— Texto citado —
-------

Arrepentimiento y Eucaristía
“Ya no recordaré sus pecados.”

Hace varios años, empecé un retiro espiritual de ocho días con más que la desgana habitual. Para mí, los retiros espirituales llevaban a menudo una sensación de aprensión, un viaje hacia una verdad que sería mejor posponer o evitar. La soledad y la oración me obligarían a enfrentarme conmigo mismo de unas maneras no siempre agradables.

Me sentía bastante desprevenido. No creo que había rezado una hora seguida durante los últimos meses. No había cumplido con la oración de la Iglesia en “el oficio” sacerdotal. Me parecía que iban bien mis tareas sacramentales, pero tenía la clara sensación de que lo hacía todo por mi mismo. Resentía que la gente me pidiera ayuda, guardaba celosamente mi tiempo, y estaba avergonzado de mi propio egoísmo.

El director espiritual me dijo: “¡Fabuloso! Así debes de estar cuando te acercas a la presencia de Dios.” Su consejo me pareció semejante al estilo popular del “no se preocupe por nada, sea feliz,” y así se lo dije. Me preguntó:

- Bueno, ¿cómo comienza la Misa? 
- En el nombre del Padre…
- No, ¿cuál es la primera parte formal de la Eucaristía?

No podemos entrar inocentes e intachables en la alianza. Tampoco podemos depender de nuestras buenas obras para ser dignos de esta alianza.
Y, en ese momento, recordé: el rito penitencial. “Señor, ten piedad.” Me había recordado que reconocer el pecado era la condición necesaria para entrar en la alianza de la Eucaristía.

-------

— Entradas del conjunto —
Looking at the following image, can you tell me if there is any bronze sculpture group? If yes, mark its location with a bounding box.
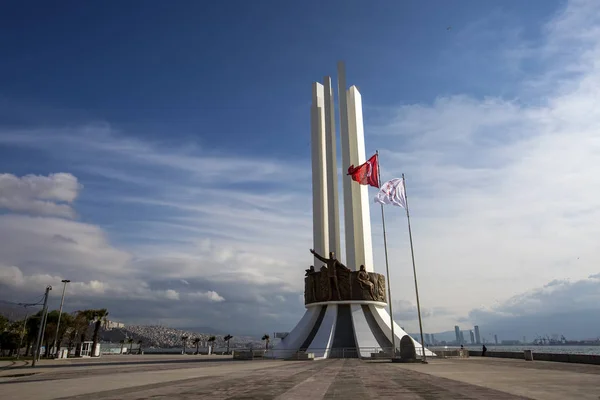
[304,249,386,304]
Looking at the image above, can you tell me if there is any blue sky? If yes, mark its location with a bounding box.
[0,0,600,338]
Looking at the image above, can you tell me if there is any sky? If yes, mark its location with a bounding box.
[0,0,600,339]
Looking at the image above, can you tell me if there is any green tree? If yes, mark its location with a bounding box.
[0,329,21,356]
[262,333,271,350]
[0,315,10,332]
[223,335,233,354]
[92,308,108,355]
[68,310,94,355]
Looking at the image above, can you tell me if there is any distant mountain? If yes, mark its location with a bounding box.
[179,326,229,335]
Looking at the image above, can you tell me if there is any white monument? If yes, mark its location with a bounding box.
[271,62,433,359]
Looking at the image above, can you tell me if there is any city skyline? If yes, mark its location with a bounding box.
[0,0,600,336]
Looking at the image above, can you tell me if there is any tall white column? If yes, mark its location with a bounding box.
[347,86,374,272]
[338,61,360,269]
[338,62,373,272]
[323,76,342,259]
[310,82,329,270]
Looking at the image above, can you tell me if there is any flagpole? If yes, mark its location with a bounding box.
[375,150,396,358]
[402,174,427,363]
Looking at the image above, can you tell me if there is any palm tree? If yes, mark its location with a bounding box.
[262,333,271,350]
[92,308,108,357]
[223,335,233,354]
[181,335,188,355]
[192,338,200,354]
[69,310,96,357]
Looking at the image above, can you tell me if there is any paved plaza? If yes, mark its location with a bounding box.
[0,356,600,400]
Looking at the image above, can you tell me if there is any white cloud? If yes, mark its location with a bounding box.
[372,1,600,330]
[0,173,82,218]
[187,290,225,303]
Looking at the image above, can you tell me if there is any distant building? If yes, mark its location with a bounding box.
[102,319,125,331]
[454,325,460,344]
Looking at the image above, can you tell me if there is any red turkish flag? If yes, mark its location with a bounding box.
[348,154,379,188]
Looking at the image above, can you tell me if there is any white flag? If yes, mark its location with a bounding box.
[375,178,406,209]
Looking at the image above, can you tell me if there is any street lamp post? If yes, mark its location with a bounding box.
[52,279,71,358]
[31,285,52,367]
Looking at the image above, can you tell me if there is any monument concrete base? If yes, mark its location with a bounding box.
[268,300,435,360]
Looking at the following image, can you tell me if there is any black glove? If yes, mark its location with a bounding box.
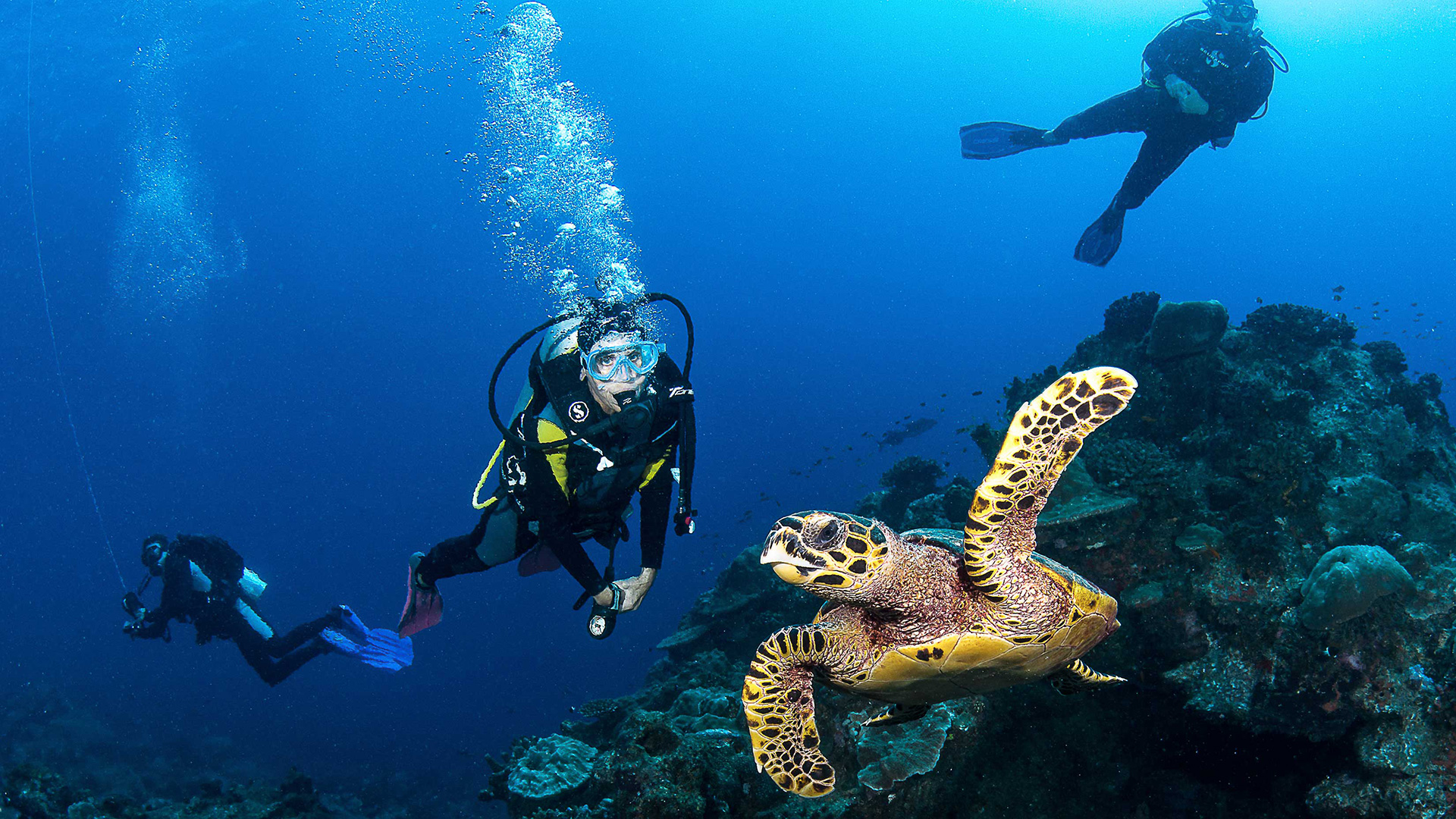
[673,509,698,538]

-------

— Ejercicio breve —
Transcribe sin cambios el fragmento del texto sobre el arrepentimiento y la Eucaristía que comienza en "Me sentía bastante" y termina en "mi propio egoísmo.".

— Solución —
Me sentía bastante desprevenido. No creo que había rezado una hora seguida durante los últimos meses. No había cumplido con la oración de la Iglesia en “el oficio” sacerdotal. Me parecía que iban bien mis tareas sacramentales, pero tenía la clara sensación de que lo hacía todo por mi mismo. Resentía que la gente me pidiera ayuda, guardaba celosamente mi tiempo, y estaba avergonzado de mi propio egoísmo.